● Exercise material:

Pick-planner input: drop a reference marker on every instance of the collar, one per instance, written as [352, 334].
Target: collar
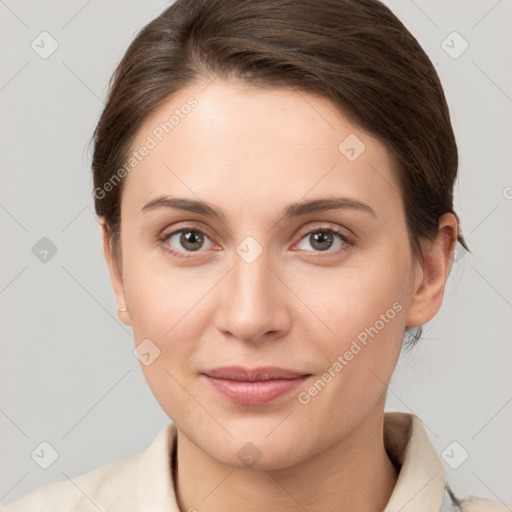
[420, 486]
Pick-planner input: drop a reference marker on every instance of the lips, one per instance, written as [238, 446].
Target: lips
[256, 386]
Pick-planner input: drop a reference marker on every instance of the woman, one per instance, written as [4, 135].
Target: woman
[274, 181]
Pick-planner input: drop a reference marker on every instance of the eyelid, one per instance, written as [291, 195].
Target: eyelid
[344, 233]
[348, 239]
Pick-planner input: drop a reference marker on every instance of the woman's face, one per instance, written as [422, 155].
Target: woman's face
[264, 283]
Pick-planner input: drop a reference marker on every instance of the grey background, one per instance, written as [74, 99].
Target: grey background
[67, 369]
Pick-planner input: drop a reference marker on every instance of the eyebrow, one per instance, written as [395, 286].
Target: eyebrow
[292, 210]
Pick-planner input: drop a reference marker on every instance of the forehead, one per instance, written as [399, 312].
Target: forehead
[232, 141]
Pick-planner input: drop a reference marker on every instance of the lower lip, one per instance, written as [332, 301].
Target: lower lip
[255, 393]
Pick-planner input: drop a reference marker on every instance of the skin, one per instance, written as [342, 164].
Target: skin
[250, 152]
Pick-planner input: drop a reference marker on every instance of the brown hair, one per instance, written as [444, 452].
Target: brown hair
[354, 52]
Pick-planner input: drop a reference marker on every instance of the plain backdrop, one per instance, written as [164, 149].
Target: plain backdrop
[68, 374]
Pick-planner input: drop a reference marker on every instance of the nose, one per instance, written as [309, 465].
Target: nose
[254, 303]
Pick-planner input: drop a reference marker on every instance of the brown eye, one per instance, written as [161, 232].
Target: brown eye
[186, 240]
[191, 240]
[323, 239]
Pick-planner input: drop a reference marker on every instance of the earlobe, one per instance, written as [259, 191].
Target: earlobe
[115, 274]
[432, 273]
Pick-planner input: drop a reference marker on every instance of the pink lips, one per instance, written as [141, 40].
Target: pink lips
[254, 387]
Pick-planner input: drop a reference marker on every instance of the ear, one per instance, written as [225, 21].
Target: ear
[432, 273]
[115, 273]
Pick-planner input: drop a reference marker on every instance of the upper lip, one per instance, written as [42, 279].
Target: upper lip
[239, 373]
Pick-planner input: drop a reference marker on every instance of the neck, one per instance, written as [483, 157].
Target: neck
[353, 475]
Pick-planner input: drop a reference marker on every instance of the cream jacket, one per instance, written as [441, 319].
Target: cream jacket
[143, 482]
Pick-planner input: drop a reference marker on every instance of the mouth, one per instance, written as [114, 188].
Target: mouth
[257, 386]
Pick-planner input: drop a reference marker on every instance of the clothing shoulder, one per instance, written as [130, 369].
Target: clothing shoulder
[108, 487]
[475, 504]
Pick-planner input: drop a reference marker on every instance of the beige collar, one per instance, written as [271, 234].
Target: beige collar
[419, 488]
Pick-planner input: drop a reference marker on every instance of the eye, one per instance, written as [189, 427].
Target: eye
[325, 239]
[186, 240]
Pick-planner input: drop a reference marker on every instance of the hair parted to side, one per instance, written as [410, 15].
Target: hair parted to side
[356, 53]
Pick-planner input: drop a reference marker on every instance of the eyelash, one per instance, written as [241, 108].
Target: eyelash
[347, 240]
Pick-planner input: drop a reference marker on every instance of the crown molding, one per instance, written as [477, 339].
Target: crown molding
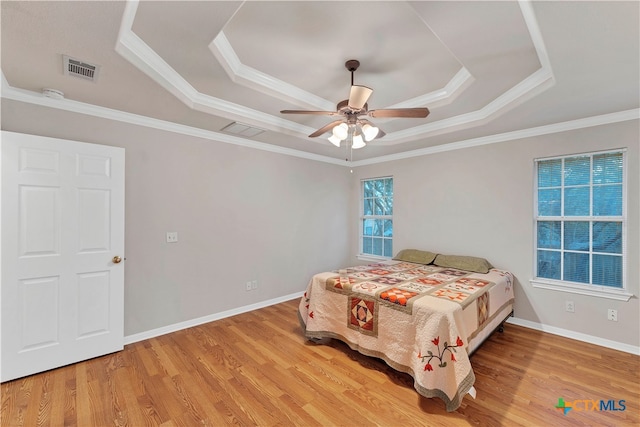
[137, 52]
[262, 82]
[9, 92]
[30, 97]
[132, 48]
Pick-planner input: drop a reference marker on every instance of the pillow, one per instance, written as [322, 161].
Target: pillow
[415, 255]
[468, 263]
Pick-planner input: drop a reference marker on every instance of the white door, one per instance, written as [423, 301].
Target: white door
[62, 229]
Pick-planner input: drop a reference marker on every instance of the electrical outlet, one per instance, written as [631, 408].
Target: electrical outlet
[569, 306]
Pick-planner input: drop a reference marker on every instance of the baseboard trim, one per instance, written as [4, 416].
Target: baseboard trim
[615, 345]
[130, 339]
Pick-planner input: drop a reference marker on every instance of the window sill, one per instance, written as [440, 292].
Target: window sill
[367, 257]
[594, 291]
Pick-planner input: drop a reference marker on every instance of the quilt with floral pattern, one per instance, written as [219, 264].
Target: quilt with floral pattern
[417, 318]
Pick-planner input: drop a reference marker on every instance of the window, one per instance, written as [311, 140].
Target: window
[580, 223]
[376, 220]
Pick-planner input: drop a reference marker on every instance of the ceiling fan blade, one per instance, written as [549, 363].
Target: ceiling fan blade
[320, 113]
[326, 128]
[359, 96]
[400, 112]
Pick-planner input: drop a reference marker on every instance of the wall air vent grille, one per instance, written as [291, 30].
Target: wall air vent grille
[81, 69]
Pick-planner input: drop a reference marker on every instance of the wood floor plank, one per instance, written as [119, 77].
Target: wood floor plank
[257, 369]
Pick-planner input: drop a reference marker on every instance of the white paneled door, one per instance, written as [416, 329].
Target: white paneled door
[62, 269]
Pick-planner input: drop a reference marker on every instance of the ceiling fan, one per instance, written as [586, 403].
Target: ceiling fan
[352, 127]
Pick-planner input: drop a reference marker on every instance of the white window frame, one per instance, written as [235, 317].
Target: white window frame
[573, 287]
[361, 254]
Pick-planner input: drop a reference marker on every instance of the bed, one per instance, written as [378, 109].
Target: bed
[422, 313]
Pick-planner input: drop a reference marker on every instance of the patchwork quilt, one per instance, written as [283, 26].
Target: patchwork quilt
[418, 318]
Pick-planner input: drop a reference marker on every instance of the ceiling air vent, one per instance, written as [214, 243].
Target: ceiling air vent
[241, 129]
[78, 68]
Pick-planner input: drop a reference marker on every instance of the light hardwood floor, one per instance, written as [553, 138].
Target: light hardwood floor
[257, 369]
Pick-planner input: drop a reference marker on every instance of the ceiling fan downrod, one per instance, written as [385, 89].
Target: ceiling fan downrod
[352, 65]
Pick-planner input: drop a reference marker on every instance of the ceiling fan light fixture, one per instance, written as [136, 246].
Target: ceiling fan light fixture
[341, 131]
[335, 140]
[369, 132]
[357, 142]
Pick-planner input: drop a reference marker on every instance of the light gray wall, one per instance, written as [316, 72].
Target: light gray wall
[479, 201]
[242, 214]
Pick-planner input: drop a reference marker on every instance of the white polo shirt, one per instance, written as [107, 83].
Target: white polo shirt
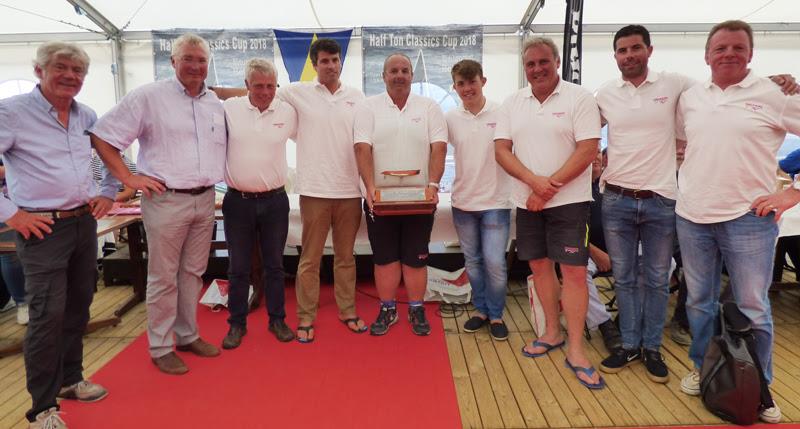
[480, 183]
[400, 139]
[326, 165]
[641, 131]
[544, 136]
[256, 159]
[733, 137]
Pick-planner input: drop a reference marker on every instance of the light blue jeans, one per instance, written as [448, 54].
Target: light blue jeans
[746, 245]
[642, 305]
[484, 237]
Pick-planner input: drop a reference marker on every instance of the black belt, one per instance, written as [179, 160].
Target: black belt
[256, 195]
[191, 191]
[638, 194]
[63, 214]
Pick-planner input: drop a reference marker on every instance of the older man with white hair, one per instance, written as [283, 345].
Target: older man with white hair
[53, 205]
[180, 126]
[256, 207]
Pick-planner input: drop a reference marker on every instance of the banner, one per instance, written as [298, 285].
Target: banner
[295, 48]
[230, 50]
[433, 52]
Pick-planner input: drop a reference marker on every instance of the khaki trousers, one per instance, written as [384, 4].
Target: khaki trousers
[320, 215]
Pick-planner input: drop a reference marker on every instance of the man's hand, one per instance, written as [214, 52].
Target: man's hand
[146, 184]
[535, 203]
[778, 202]
[100, 206]
[26, 224]
[544, 187]
[787, 83]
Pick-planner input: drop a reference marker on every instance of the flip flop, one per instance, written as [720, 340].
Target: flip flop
[354, 320]
[547, 348]
[601, 383]
[307, 330]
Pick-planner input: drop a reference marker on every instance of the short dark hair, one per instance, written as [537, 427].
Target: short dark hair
[467, 69]
[326, 45]
[632, 30]
[732, 25]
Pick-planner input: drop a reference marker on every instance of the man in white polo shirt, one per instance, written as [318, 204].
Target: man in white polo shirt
[639, 198]
[327, 181]
[547, 137]
[398, 130]
[481, 208]
[727, 208]
[256, 207]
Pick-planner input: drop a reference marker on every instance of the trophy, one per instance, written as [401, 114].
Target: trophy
[406, 196]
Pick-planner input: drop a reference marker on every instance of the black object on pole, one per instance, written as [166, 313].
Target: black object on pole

● Exercise objective:
Quote every line from the line containing "as [537, 427]." through the closing line of the listing, including both.

● Answer:
Pick-planner input: drop a reference marker on every instance of the short dark hair, one per instance, written as [537, 427].
Target: short dark hair
[467, 69]
[326, 45]
[632, 30]
[732, 25]
Pick-planner input: drop a reference marker on every instance of the man in white polo shirt, one per instance, written as [318, 204].
Target: man in white polo shirt
[639, 198]
[327, 181]
[547, 137]
[398, 130]
[481, 208]
[727, 208]
[256, 207]
Pick-planner input: drop a reference marker on every instance of the trophy, one per instance, written as [401, 114].
Target: trophy
[406, 196]
Pick-planner input: drop a reference marker on every instance of the black object on pole, one per instance, written as [166, 313].
Target: black object on pole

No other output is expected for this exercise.